* begin Exercise inputs *
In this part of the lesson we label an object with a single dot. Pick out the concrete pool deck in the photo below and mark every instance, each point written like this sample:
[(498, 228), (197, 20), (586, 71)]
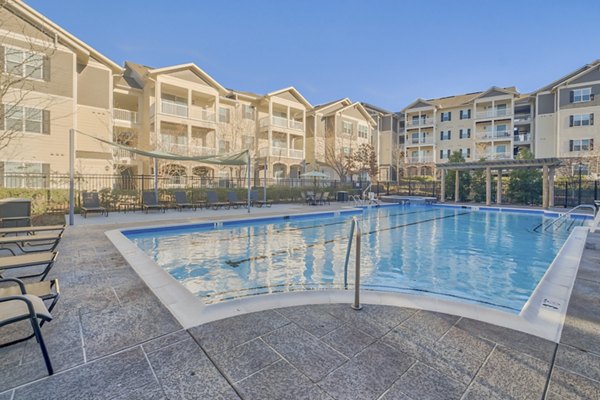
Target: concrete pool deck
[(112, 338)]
* end Exercise inputs *
* begin Exercise inputs *
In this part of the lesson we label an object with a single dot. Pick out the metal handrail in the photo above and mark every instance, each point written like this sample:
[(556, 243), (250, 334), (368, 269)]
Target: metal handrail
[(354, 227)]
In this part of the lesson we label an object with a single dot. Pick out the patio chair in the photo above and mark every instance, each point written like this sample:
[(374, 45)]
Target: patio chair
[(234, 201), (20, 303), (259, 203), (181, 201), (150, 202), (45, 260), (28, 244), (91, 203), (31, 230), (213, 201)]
* end Exercise inputs *
Please locate every line in the items above that contains the word "metal", matching case exactly, and copy each such line out in full.

In this part of the lesson we label an object with a single dot. Pick out the metal handrail in the photo above and mark every instance, each point written like this sample:
Target: metal handrail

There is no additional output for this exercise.